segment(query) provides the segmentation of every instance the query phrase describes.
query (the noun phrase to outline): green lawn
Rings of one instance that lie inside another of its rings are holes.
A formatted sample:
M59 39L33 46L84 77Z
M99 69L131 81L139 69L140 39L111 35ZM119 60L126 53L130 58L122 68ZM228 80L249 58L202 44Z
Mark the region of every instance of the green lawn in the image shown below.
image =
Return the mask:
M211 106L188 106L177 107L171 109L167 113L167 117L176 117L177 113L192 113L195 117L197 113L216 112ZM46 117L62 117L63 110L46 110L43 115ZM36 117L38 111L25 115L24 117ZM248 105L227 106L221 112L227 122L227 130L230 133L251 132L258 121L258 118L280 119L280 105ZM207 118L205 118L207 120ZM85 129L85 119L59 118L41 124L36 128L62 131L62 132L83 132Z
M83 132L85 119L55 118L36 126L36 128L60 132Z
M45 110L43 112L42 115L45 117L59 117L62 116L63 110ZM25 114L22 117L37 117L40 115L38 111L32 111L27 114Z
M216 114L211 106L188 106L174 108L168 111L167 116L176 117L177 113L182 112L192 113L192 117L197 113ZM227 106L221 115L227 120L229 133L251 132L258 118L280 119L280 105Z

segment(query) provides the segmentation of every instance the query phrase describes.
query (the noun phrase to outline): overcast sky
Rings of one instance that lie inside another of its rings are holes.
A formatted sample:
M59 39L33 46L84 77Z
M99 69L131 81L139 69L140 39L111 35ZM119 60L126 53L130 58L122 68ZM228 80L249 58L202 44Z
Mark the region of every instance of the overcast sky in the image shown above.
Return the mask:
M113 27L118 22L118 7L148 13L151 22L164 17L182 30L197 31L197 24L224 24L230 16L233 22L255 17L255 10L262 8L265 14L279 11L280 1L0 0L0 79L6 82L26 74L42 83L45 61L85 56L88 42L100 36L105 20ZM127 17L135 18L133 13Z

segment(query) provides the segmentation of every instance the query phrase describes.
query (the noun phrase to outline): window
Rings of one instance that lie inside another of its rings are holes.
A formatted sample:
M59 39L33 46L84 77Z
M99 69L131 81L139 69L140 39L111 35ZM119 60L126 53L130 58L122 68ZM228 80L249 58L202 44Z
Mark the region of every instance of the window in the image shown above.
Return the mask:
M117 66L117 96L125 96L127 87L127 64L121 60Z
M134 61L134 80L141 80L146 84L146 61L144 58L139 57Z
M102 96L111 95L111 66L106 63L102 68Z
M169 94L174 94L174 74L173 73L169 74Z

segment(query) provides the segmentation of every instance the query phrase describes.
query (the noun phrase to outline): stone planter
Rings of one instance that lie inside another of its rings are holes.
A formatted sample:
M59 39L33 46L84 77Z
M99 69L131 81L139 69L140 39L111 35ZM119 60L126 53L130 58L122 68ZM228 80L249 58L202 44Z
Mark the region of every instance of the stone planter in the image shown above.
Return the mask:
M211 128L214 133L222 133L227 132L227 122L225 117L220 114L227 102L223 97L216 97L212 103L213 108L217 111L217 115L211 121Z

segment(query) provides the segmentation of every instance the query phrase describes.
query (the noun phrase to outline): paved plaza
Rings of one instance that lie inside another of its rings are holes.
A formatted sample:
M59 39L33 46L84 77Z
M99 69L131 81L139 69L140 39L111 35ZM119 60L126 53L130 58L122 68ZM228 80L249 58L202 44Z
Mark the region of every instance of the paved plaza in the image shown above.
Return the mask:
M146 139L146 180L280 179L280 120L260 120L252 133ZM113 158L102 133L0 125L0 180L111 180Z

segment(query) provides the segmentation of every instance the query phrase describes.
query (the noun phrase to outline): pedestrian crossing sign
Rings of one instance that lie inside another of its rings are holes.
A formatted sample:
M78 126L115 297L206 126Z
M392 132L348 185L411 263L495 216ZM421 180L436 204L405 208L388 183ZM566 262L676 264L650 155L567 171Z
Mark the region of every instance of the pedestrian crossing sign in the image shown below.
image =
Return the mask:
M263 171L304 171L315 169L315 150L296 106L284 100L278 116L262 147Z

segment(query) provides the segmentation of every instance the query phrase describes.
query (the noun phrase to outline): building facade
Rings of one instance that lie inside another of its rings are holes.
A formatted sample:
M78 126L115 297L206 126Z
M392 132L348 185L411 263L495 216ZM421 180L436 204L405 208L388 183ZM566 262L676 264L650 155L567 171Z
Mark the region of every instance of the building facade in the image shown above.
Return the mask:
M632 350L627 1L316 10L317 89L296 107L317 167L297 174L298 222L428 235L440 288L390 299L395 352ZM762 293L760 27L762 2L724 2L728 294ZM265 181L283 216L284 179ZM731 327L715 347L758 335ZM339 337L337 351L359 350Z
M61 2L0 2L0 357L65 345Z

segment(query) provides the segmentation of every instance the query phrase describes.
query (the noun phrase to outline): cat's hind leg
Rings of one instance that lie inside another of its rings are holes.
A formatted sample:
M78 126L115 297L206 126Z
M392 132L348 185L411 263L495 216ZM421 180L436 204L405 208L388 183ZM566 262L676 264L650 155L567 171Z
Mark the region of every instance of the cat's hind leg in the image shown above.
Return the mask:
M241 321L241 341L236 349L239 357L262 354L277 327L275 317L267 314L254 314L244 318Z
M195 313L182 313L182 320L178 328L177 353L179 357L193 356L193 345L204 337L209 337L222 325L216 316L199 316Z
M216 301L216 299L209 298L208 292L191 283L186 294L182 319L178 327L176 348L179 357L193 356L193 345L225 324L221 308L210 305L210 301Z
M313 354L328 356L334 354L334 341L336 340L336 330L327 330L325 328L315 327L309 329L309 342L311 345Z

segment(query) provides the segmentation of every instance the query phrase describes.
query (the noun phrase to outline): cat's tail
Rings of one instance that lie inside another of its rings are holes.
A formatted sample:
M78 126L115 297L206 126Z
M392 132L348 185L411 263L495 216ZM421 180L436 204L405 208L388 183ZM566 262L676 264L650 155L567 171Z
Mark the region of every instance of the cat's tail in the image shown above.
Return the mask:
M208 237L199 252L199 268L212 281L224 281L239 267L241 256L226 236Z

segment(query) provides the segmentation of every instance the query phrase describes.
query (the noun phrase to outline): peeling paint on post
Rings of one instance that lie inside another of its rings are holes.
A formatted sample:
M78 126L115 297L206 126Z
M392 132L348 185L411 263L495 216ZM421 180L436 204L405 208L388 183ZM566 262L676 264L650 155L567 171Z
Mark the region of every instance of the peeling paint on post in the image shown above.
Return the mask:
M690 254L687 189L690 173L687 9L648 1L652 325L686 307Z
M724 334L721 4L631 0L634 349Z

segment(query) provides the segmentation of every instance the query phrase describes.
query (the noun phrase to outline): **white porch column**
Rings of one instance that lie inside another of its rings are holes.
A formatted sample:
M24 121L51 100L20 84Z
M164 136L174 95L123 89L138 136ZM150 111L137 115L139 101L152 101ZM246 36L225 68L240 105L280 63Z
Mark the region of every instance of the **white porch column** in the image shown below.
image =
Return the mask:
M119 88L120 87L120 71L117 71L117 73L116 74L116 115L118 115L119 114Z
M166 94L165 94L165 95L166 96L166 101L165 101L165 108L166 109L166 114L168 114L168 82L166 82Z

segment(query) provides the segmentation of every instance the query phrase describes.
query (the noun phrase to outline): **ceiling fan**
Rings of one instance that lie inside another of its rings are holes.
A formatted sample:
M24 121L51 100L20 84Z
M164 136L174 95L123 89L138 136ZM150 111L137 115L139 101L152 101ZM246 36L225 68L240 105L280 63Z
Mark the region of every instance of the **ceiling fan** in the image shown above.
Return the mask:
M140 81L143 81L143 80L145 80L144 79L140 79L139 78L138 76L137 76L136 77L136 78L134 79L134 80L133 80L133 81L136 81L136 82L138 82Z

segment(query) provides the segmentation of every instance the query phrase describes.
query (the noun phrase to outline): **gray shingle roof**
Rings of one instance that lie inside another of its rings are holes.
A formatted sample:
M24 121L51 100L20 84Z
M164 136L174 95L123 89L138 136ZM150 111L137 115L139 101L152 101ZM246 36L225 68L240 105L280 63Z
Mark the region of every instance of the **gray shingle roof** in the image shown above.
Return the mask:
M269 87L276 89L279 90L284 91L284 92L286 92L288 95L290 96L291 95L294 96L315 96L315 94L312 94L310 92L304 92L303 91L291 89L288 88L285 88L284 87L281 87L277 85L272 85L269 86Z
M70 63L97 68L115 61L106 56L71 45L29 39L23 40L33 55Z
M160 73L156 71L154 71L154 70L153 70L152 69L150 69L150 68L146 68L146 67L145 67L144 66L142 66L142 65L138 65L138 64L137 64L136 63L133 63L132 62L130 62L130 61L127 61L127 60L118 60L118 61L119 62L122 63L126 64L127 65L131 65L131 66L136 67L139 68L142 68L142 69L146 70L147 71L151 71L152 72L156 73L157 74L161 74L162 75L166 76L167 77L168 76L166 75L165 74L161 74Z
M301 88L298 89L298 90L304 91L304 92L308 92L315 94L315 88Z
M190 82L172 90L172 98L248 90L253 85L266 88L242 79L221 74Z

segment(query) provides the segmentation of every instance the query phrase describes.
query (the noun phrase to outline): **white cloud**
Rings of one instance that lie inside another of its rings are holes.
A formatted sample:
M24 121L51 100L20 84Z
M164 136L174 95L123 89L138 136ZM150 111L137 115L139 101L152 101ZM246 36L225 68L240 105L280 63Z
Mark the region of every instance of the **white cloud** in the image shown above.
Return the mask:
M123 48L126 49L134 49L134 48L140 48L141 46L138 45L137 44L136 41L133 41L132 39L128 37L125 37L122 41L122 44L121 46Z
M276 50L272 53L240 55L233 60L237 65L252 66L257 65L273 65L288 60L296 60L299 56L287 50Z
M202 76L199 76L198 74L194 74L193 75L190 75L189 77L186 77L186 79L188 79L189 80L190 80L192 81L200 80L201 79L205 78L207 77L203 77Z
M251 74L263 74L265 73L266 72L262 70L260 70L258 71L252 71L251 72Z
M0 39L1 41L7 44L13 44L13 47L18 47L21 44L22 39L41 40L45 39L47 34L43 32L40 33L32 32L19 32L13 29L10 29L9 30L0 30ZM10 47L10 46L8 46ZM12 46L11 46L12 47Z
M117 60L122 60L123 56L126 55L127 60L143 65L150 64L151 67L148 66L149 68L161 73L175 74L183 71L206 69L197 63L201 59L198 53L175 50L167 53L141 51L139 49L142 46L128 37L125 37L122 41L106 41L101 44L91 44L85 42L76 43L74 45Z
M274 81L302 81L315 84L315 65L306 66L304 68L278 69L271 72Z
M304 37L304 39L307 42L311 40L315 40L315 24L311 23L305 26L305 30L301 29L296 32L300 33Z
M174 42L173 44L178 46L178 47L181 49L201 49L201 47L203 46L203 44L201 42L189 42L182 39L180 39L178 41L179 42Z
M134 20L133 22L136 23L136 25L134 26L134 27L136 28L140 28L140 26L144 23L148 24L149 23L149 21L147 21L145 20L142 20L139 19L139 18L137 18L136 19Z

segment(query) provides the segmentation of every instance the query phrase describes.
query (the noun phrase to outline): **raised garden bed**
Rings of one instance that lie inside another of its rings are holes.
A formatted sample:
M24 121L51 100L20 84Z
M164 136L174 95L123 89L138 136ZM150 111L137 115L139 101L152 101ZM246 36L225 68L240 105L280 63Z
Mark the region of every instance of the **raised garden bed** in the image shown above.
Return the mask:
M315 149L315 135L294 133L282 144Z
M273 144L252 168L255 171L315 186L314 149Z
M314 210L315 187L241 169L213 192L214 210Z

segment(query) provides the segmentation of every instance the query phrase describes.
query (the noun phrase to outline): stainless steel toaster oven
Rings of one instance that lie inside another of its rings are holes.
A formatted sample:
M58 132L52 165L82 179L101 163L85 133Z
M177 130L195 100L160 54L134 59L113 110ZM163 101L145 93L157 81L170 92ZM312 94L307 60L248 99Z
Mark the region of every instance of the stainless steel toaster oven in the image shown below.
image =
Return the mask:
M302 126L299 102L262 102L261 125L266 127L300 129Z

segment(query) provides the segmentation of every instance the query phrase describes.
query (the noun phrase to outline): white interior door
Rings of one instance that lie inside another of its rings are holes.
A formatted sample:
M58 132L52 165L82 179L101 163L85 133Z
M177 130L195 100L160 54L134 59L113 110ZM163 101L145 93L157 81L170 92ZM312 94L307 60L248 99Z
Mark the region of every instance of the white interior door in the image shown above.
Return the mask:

━━━━━━━━━━

:: WHAT THE TASK ASKS ::
State how many lines of the listing above contain the word "steel", giving the number alone.

:: THE SOLUTION ::
2